● **EXERCISE AIM**
From the entries below, transcribe exactly the lines between the line holding "Spot the dirt" and the line holding "Target: forest floor", inclusive; skip all other lines.

● **GIVEN RECORDS**
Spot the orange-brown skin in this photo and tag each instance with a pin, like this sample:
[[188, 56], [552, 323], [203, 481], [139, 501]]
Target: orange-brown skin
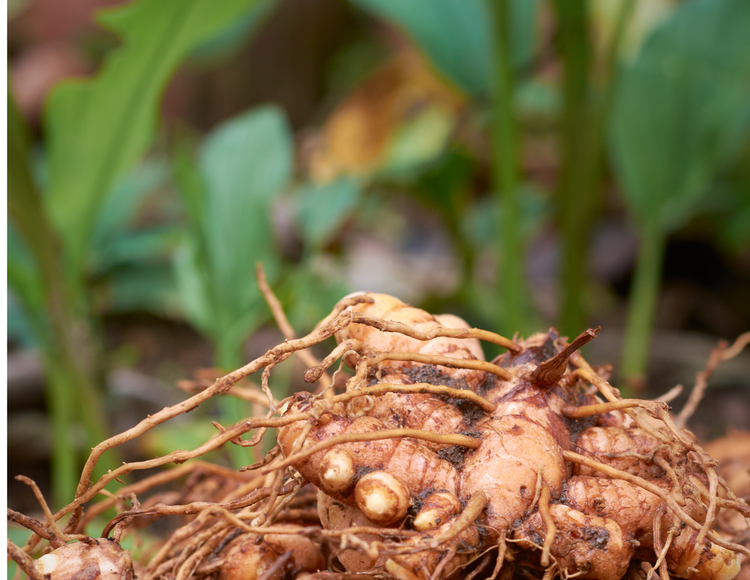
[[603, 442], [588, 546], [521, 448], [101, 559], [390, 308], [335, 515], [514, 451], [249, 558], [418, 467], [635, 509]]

--

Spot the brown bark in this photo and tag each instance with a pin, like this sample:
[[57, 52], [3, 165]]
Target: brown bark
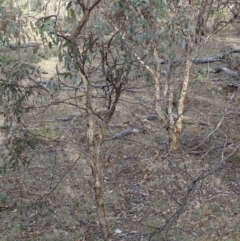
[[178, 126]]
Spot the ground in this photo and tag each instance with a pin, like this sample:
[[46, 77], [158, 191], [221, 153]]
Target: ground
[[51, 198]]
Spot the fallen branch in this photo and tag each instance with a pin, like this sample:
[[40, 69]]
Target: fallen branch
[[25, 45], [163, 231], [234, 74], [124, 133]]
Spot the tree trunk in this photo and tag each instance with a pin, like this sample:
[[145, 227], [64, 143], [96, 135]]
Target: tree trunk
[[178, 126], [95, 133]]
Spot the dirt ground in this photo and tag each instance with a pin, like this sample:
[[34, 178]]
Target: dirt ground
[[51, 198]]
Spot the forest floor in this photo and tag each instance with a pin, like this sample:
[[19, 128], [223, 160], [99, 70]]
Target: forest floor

● **TASK SOLUTION**
Spot the dirt ground in this photo and tag each instance with a pin, like this sample:
[[34, 178]]
Target: dirt ground
[[51, 198]]
Spot the forest floor in this photo and tag each instance with a pin, like this sample:
[[19, 128], [223, 160], [99, 70]]
Target: forest floor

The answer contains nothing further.